▶ [STATED PROBLEM]:
Render each line of the material below as an item in a numbered list, skipping blank lines and leaving out the pictures.

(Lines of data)
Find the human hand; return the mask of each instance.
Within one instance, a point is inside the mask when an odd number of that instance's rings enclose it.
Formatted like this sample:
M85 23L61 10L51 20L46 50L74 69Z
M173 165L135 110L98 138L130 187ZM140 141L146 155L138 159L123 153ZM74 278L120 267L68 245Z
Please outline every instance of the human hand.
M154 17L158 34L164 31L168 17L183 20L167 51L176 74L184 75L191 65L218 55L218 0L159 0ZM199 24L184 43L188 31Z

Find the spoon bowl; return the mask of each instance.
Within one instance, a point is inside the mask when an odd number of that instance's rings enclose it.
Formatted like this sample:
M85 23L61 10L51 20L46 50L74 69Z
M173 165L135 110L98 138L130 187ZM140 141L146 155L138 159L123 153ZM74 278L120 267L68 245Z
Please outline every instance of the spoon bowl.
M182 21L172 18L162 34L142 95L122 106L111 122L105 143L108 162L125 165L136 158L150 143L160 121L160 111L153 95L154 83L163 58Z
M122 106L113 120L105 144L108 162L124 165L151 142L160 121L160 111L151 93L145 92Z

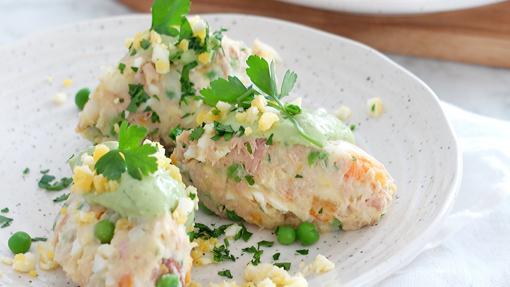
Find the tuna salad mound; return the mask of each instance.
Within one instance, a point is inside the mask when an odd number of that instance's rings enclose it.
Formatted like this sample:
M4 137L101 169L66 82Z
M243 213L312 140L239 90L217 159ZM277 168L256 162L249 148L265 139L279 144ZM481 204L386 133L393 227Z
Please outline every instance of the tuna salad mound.
M187 232L193 229L196 190L182 183L161 145L139 144L144 136L144 128L124 123L120 142L96 145L70 160L72 192L50 244L55 262L80 286L190 281Z

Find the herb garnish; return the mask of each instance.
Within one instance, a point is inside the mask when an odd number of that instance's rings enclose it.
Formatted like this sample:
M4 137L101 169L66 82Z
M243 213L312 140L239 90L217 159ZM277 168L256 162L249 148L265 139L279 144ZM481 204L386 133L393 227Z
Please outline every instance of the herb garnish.
M37 185L39 188L47 191L61 191L73 183L73 179L70 177L63 177L60 180L55 179L55 176L43 173L43 176L39 179Z
M232 273L230 273L230 270L228 269L225 269L225 270L222 270L220 272L218 272L218 275L222 276L222 277L227 277L229 279L232 279Z
M119 180L126 170L138 180L153 173L158 165L151 156L157 149L150 144L141 144L147 129L122 122L119 130L119 147L110 150L96 162L96 171L110 180Z
M275 263L273 265L277 266L277 267L280 267L280 268L283 268L283 269L285 269L285 271L289 271L290 270L290 262L278 262L278 263Z
M308 154L308 165L313 166L320 160L326 160L328 158L328 153L325 151L311 151Z

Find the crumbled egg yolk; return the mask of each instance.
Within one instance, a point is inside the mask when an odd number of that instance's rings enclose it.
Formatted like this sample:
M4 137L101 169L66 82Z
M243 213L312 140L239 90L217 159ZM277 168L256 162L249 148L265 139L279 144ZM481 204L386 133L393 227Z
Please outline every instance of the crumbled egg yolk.
M331 262L324 255L319 254L312 263L305 266L303 272L305 274L322 274L329 272L335 268L335 263Z
M267 131L279 120L280 118L277 114L273 112L264 112L259 120L259 130Z
M60 92L60 93L56 93L53 98L53 103L55 103L56 105L63 105L66 100L67 100L67 94L64 93L64 92Z
M208 64L211 61L211 54L209 52L200 53L197 59L202 65Z
M12 268L17 272L29 273L35 271L35 255L31 252L18 253L12 259Z
M266 106L267 106L267 100L266 98L264 98L264 96L262 95L257 95L253 101L251 101L251 106L252 107L256 107L257 109L259 109L259 111L261 113L265 112L266 111Z
M77 166L73 170L73 186L71 190L74 192L90 192L93 180L94 173L88 166Z
M368 99L367 107L368 107L368 114L374 118L380 117L384 111L382 100L379 97L374 97L374 98Z
M39 267L43 270L53 270L58 263L53 260L55 253L46 242L36 246L36 253L39 256Z
M341 120L345 121L349 119L352 115L352 111L348 106L341 105L336 111L335 111L336 117Z

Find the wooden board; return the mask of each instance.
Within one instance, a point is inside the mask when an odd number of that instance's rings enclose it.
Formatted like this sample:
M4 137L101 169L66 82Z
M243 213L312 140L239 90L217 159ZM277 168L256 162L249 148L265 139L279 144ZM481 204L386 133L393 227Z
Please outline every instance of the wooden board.
M120 0L149 11L150 0ZM445 0L447 1L447 0ZM192 13L280 18L346 36L384 52L510 68L510 1L455 12L371 16L274 0L194 0Z

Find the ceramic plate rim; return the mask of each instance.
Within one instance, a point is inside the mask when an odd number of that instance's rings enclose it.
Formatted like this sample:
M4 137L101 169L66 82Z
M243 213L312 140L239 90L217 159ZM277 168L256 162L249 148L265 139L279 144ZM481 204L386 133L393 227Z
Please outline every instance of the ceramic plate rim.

▶ [ANSWER TO THE TASK]:
1. Find the human hand; return the mask of each instance.
2. Within one instance, a point is inside the mask when an odd number of that instance's rings enclose it.
3. Formatted like this sample:
4. M85 23L61 10L51 20L46 50L74 69Z
5. M173 165L135 110L98 138L130 187ZM140 141L146 155L138 159L123 153ZM74 278L120 267L68 245Z
6. Please outline every instance of the human hand.
7. M154 17L158 34L164 31L168 17L183 20L167 51L176 74L184 75L191 65L218 55L218 0L159 0ZM199 24L184 43L188 31Z
8. Find the spoon bowl; return the mask of each instance.
9. Within one instance, a point is inside the mask when an odd number of that instance's rings enclose it.
10. Formatted like this sample:
11. M85 23L61 10L51 20L46 50L74 69Z
12. M173 165L135 110L98 138L130 187ZM140 141L146 155L138 159L123 153ZM74 278L120 267L68 245Z
13. Please outline every instance of the spoon bowl.
14. M182 21L172 18L162 34L142 95L122 106L111 122L105 143L108 162L125 165L136 158L150 143L160 121L160 111L153 95L154 83L163 58Z
15. M122 106L113 120L105 144L108 162L124 165L151 142L160 121L160 111L151 93L145 92Z
16. Find the tuna salad mound; return the mask of each instance.
17. Within one instance, a point is inside the mask when an odd number of that instance's rings enclose it.
18. Formatted like this sample:
19. M4 137L101 169L66 82Z
20. M243 213L312 140L239 90L217 159ZM277 168L256 162L249 148L265 139L279 144ZM481 204L386 133L393 227Z
21. Please outline every instance of the tuna salad mound.
22. M187 232L193 229L196 190L182 183L161 145L139 144L144 136L144 128L124 123L120 142L96 145L70 160L72 192L50 244L55 262L80 286L190 281Z
23. Find the herb garnish; return the mask of each instance.
24. Within one instance, a point is inside the mask when an odd number of that instance's rings enclose it.
25. Formatted like this sample:
26. M4 137L101 169L66 82Z
27. M243 213L312 140L239 90L217 159ZM277 168L256 162L249 148L265 139L279 144ZM481 204L386 133L393 227Z
28. Please outline every instance of the herb garnish.
29. M37 185L39 188L47 191L61 191L73 183L73 179L70 177L63 177L60 180L55 179L55 176L43 173L43 176L39 179Z
30. M232 273L230 273L230 270L228 269L225 269L225 270L222 270L220 272L218 272L218 275L222 276L222 277L227 277L229 279L232 279Z
31. M119 180L126 170L138 180L153 173L158 165L151 156L157 149L150 144L141 144L147 129L122 122L119 130L119 147L110 150L96 162L96 171L110 180Z
32. M275 263L273 265L277 266L277 267L280 267L280 268L283 268L283 269L285 269L285 271L289 271L290 270L290 262L278 262L278 263Z
33. M308 154L308 165L313 166L320 160L326 160L328 158L328 153L325 151L311 151Z
34. Find the crumbled egg yolk; return the mask of each instance.
35. Within one instance, a point is inside the mask when an odd number of that instance's rings enclose it.
36. Formatted like this sample:
37. M4 137L101 169L66 82Z
38. M243 213L312 140L239 90L217 159ZM277 168L256 162L249 148L265 139L279 144ZM481 204L386 133L393 227Z
39. Please outline every instance of the crumbled egg yolk.
40. M331 262L324 255L319 254L312 263L305 266L303 272L305 274L322 274L329 272L335 268L335 263Z
41. M267 131L279 120L280 118L277 114L273 112L264 112L259 120L259 130Z
42. M60 92L60 93L56 93L53 98L53 103L55 103L56 105L63 105L66 100L67 100L67 94L64 93L64 92Z
43. M208 64L211 61L211 54L209 52L200 53L197 59L202 65Z
44. M12 268L17 272L29 273L35 271L35 255L31 252L18 253L12 259Z
45. M266 106L267 106L267 100L266 98L264 98L264 96L262 95L257 95L253 101L251 101L251 106L252 107L256 107L257 109L259 109L259 111L261 113L265 112L266 111Z
46. M77 166L73 170L73 186L71 190L74 192L90 192L93 180L94 173L88 166Z
47. M368 99L367 107L368 107L368 114L374 118L380 117L384 111L382 100L379 97L374 97L374 98Z
48. M39 267L43 270L53 270L58 263L53 260L55 253L46 242L36 246L36 253L39 256Z
49. M341 120L345 121L349 119L352 115L352 111L348 106L341 105L336 111L335 111L336 117Z
50. Find the wooden board; return the mask of each instance.
51. Within one instance, a point is inside the mask when an odd number of that instance's rings enclose it.
52. Formatted like this sample:
53. M4 137L101 169L66 82Z
54. M243 213L312 140L239 90L217 159ZM277 168L256 162L249 148L265 139L279 144ZM481 204L386 133L393 227Z
55. Please outline every instance of the wooden board.
56. M120 0L149 11L150 0ZM445 0L447 1L447 0ZM192 13L280 18L346 36L384 52L510 68L510 1L455 12L371 16L274 0L194 0Z
57. Find the ceramic plate rim; return the mask of each instance.
58. Within one instance, a point is inside the mask when an odd number of that instance's rings enclose it.
59. Formatted like this sample:
60. M4 137L101 169L66 82Z
61. M243 213L312 140L239 90L217 159ZM277 168L256 162L249 148L265 139L279 144ZM481 204L386 133L393 227Z
62. Please outline every instance of the ceramic plate rim.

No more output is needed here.